__INSTRUCTIONS TO FOLLOW__
Search the records for the word "handle". Copy every line where it appears.

__DATA FOR ANALYSIS__
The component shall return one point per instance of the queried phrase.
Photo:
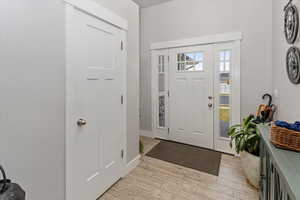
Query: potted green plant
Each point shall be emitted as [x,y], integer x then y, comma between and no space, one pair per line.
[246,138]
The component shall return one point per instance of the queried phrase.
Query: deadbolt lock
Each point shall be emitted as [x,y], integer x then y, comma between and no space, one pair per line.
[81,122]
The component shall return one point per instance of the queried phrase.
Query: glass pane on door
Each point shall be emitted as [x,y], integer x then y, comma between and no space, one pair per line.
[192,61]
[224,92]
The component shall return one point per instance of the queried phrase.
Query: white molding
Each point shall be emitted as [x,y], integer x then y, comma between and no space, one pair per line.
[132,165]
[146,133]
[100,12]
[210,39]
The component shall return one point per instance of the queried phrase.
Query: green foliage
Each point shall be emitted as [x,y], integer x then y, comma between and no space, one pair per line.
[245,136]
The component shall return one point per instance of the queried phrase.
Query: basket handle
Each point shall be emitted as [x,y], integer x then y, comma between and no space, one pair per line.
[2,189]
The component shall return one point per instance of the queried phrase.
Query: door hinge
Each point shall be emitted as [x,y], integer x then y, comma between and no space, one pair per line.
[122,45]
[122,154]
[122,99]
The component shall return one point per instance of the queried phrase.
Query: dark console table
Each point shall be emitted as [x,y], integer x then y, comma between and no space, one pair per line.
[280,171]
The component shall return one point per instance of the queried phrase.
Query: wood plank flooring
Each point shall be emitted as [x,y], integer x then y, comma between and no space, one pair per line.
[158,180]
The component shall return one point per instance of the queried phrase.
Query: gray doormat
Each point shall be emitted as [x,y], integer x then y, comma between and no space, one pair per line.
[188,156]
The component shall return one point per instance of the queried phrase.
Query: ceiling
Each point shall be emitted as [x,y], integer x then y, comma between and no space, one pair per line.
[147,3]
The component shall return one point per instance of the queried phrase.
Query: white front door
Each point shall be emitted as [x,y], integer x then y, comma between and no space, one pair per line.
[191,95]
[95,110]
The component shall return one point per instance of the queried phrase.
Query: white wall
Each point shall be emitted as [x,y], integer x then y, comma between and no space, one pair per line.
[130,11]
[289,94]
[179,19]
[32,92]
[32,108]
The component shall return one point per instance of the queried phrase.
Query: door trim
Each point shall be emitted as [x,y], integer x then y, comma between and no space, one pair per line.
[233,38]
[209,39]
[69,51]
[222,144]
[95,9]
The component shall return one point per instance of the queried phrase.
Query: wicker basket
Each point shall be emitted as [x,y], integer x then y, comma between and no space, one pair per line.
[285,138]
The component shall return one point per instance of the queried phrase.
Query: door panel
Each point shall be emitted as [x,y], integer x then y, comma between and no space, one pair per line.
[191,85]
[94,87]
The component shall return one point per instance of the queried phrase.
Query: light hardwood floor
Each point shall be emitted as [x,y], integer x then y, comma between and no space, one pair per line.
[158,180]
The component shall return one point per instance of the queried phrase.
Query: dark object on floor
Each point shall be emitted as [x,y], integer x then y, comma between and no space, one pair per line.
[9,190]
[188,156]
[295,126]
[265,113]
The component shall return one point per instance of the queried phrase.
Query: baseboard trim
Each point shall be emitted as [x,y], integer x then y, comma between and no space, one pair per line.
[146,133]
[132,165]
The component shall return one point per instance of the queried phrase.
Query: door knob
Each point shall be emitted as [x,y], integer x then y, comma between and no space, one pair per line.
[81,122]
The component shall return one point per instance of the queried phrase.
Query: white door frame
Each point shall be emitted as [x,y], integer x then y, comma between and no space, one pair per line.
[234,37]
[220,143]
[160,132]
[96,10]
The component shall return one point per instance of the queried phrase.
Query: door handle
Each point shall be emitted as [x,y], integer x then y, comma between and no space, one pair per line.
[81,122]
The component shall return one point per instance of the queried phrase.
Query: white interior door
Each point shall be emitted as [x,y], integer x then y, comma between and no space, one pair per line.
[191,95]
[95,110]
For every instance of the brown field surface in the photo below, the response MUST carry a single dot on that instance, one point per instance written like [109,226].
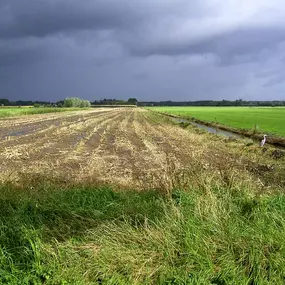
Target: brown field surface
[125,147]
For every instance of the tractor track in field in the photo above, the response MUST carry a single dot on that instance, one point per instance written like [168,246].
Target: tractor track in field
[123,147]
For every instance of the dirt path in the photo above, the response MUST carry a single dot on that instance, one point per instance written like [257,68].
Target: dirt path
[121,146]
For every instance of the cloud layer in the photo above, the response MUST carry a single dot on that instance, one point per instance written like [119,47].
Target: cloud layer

---

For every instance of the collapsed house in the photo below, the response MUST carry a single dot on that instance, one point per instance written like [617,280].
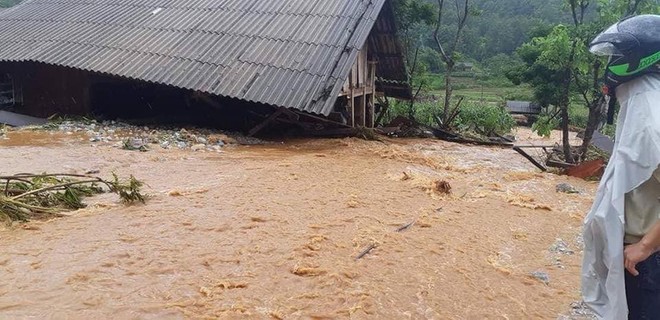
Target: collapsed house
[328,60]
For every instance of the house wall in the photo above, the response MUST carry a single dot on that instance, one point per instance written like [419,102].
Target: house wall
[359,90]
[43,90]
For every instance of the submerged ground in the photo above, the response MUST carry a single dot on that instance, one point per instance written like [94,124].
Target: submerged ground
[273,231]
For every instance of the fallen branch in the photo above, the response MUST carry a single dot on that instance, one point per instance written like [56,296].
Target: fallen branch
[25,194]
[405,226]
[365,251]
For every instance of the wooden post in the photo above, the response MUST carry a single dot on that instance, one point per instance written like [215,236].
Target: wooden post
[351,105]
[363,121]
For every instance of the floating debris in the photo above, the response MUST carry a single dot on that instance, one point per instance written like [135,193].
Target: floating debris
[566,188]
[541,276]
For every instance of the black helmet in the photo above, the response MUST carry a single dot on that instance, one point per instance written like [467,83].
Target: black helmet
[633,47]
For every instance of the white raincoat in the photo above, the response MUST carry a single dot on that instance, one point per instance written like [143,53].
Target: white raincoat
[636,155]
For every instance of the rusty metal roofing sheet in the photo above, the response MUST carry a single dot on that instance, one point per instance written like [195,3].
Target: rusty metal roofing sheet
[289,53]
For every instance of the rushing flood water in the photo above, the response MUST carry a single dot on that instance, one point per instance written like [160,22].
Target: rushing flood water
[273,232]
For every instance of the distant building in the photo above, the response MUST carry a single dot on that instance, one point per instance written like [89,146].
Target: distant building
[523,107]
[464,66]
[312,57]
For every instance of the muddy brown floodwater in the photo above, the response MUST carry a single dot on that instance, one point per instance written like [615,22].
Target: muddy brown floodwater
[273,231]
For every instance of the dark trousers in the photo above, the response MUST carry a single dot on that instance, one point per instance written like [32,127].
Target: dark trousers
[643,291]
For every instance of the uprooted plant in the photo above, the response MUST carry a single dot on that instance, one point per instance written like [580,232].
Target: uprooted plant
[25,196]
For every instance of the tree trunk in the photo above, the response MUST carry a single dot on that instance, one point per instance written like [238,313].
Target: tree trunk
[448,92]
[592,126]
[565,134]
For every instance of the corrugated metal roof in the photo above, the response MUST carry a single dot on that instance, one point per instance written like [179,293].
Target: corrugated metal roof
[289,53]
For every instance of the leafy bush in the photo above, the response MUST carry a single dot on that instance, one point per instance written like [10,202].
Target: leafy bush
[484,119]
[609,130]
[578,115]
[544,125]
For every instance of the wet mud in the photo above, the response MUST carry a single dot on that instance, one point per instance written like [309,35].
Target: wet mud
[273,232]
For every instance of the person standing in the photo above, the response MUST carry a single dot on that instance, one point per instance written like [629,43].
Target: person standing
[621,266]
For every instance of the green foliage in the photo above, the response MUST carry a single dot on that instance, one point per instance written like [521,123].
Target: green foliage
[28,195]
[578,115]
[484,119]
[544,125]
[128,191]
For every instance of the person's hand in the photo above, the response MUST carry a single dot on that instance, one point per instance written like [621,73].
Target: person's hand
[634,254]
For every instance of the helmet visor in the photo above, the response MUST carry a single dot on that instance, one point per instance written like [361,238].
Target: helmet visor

---

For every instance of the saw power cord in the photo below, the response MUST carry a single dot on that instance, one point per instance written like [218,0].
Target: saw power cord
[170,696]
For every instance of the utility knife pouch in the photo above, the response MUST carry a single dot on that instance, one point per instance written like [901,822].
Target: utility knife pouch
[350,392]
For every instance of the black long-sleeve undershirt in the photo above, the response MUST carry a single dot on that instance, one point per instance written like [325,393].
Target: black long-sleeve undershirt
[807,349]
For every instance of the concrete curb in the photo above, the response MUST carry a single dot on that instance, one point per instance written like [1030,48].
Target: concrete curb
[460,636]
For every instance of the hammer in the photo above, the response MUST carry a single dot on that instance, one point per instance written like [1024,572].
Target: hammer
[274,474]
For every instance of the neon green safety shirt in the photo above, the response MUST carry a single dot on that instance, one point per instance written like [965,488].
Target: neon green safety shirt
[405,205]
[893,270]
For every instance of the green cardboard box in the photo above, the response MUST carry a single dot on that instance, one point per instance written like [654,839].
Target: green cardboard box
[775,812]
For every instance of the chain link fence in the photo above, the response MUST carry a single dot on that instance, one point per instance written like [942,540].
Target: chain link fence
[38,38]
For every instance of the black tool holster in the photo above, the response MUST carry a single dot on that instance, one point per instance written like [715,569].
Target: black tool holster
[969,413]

__RESPONSE TO THE TASK__
Query: basket handle
Query: door handle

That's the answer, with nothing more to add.